_The request:_ In the items below, copy word for word the part that opens with the line containing "Note: mark the beaded" and closes with the line containing "pixel 347 305", including both of those lines.

_Data for the task:_
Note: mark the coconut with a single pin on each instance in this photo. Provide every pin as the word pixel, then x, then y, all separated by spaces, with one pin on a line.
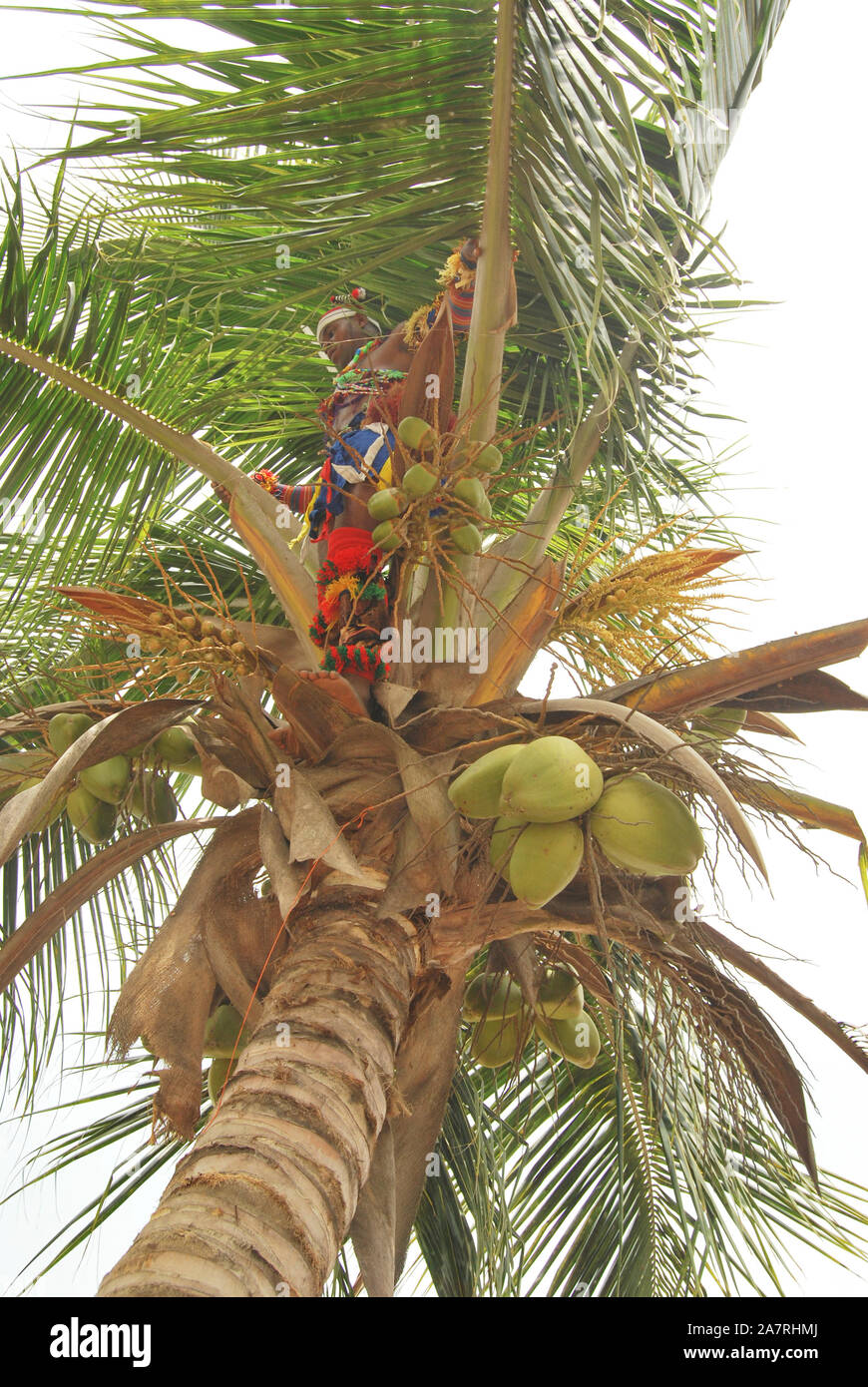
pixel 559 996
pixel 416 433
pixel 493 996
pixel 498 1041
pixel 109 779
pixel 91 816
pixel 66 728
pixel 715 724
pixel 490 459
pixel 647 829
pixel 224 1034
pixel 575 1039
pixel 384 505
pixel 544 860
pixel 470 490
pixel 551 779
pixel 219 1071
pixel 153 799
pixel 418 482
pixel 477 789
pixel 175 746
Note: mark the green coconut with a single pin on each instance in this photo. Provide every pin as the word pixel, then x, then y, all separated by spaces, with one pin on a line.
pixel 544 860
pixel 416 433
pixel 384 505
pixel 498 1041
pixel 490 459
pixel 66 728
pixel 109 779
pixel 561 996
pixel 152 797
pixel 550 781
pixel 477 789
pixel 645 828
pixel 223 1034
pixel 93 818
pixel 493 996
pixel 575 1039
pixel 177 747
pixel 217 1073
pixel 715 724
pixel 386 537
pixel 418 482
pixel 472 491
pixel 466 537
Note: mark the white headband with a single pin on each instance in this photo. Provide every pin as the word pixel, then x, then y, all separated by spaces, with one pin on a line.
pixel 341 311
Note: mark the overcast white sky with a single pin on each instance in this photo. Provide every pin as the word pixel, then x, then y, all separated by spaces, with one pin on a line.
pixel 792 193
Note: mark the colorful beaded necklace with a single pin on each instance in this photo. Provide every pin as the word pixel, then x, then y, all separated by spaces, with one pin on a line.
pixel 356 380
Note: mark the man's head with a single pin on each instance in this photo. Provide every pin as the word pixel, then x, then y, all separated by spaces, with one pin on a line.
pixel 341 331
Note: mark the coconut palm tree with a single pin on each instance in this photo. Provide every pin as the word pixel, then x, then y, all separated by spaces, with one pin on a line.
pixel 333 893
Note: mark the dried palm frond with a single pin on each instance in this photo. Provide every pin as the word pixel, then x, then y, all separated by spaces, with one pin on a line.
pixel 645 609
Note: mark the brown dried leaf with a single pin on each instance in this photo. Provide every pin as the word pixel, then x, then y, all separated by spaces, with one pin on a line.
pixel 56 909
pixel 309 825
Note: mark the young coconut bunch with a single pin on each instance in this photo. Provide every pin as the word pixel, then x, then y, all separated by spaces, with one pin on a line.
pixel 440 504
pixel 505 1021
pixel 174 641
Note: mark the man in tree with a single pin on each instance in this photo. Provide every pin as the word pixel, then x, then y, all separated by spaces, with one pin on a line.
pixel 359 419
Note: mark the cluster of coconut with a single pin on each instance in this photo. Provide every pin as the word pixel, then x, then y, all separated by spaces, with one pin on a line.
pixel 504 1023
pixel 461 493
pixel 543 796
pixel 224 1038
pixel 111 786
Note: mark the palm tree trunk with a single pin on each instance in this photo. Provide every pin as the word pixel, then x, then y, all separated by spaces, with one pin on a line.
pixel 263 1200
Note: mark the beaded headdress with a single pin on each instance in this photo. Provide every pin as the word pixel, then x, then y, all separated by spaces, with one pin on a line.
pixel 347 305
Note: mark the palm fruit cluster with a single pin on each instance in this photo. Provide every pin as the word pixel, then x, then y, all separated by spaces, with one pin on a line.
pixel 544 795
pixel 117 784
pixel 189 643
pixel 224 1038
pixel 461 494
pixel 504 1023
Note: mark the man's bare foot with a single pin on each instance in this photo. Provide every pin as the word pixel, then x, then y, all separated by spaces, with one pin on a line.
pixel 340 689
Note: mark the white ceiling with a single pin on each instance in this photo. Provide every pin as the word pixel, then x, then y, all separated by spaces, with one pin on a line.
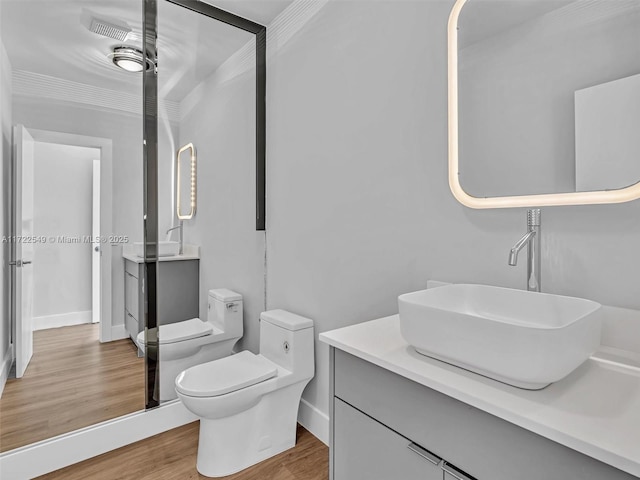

_Correct answer:_
Note: mark the beaded headdress with a single pin on each instance in this photo. Provide every pin as the word pixel, then x, then y, all separated by spaces, with one pin on a line.
pixel 347 305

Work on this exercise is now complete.